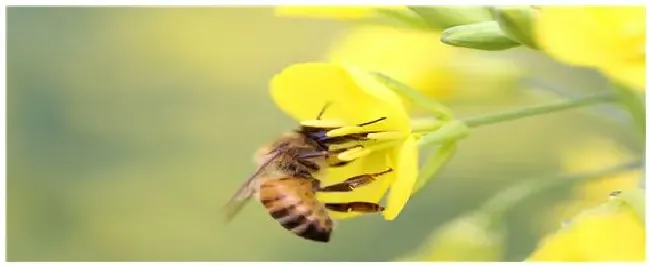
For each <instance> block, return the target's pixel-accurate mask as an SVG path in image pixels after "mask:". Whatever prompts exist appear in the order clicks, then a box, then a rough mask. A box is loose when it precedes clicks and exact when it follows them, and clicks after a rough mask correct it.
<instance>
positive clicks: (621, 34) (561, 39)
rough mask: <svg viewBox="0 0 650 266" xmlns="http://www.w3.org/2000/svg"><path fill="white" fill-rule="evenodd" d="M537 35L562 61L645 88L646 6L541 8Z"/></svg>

...

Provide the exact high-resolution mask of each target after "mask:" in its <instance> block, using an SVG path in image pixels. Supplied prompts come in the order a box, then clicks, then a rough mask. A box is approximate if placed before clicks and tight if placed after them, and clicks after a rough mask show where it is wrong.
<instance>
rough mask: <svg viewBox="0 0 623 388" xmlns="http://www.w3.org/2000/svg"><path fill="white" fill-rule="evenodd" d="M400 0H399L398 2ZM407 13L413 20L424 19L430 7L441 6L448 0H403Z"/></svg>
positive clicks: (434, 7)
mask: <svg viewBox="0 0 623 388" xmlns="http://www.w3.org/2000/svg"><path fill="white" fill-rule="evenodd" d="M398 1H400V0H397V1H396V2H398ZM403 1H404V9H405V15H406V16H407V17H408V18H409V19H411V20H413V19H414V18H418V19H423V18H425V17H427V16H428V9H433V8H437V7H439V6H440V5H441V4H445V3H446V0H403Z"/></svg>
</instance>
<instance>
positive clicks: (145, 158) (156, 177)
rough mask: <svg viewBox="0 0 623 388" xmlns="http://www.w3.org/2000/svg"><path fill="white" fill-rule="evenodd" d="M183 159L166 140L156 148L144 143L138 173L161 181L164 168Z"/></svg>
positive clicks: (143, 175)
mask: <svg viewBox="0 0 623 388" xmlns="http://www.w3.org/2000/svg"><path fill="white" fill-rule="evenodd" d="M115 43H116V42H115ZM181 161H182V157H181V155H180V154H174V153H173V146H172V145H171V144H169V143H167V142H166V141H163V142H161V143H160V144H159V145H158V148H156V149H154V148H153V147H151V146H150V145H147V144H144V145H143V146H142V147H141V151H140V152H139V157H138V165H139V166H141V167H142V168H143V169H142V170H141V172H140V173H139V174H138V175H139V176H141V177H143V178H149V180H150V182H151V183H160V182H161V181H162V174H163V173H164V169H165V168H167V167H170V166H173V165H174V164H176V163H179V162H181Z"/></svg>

==

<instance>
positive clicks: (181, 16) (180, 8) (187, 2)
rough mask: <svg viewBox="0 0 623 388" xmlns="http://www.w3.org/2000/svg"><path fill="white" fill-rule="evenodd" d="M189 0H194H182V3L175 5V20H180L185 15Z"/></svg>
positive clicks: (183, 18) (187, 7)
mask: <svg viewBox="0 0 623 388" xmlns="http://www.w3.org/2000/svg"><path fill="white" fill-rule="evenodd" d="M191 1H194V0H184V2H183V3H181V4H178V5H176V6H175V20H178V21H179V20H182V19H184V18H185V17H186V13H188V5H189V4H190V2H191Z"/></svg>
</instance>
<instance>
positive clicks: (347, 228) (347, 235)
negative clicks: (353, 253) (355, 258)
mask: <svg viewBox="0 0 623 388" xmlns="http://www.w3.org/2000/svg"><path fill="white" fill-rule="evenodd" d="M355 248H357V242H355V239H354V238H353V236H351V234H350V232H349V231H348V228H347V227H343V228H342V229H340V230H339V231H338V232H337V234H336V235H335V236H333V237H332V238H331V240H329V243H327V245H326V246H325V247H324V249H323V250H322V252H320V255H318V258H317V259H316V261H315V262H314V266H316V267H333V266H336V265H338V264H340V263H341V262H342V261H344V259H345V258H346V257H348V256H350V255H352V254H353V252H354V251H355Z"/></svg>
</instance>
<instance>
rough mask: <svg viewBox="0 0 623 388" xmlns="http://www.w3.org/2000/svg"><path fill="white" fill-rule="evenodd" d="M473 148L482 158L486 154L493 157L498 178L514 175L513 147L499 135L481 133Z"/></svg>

§ Action item
Copy the lines of the records from the line with "For each <instance>" up to and including the line with "35L562 61L645 88L646", reproducing them character for character.

§ Exercise result
For each <instance> block, return the target's pixel-accurate mask as an SVG path in image pixels after "mask:". Whatever prompts exist appear in the order clicks, then a box, then a rough mask. A box is loose when it precedes clicks and exact when it follows them, and clicks after a rough mask correct it.
<instance>
positive clicks: (621, 34) (561, 39)
rough mask: <svg viewBox="0 0 650 266" xmlns="http://www.w3.org/2000/svg"><path fill="white" fill-rule="evenodd" d="M537 35L562 61L645 88L646 6L541 8Z"/></svg>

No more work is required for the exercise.